The Anglican church was never been Calvinist or forgot its origins as a Catholic church that just happened to prefer loyalty to the King above Rome.
In that context, Jensen’s comments could be interpreted as simply a continuation of the 400 year old Catholic versus Calvinist split, updated a little for modern times.
What do you think?
Peter Saunders did an excellent presentation at the Liberty & Society conference last weekend where he showed how welfare payments to single parents have made it easier to split up. Whereas 50 years ago parents would have made the effort to stick together for the children’s sake, now they can justify it to themselves because the government effectively subsidises break-ups through their middle-class welfare programs. It’s easy for people to blame capitalism/individualism/whatever for a divorce rate of 50%, but things become a little less certain when you realise the government is inadvertently encouraging the trend.
David, being devoted to God IS the perfect exanple of enlightened self-interest! What sort of life would you lead if God declares you Universal Enemy Number One! Think about it.

_Recorded data:_
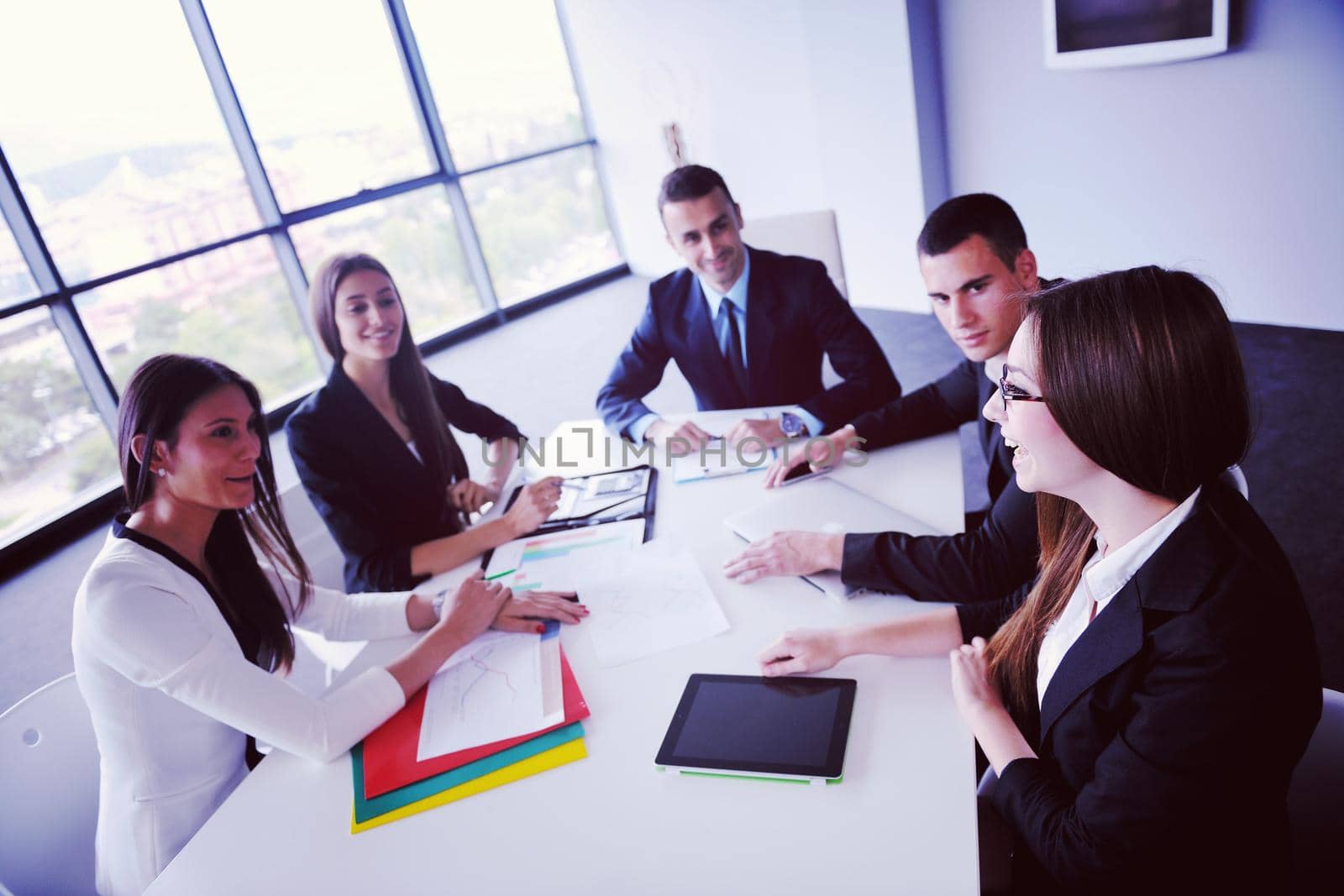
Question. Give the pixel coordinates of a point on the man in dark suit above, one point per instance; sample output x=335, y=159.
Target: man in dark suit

_Task directions:_ Translate this sentence from the text shown above into Spanish: "Peter Saunders did an excellent presentation at the Liberty & Society conference last weekend where he showed how welfare payments to single parents have made it easier to split up."

_Response to this exercise:_ Peter Saunders hizo una excelente presentación en la conferencia Liberty & Society el fin de semana pasado, donde mostró cómo los pagos de asistencia social a los padres solteros han hecho más fácil separarse.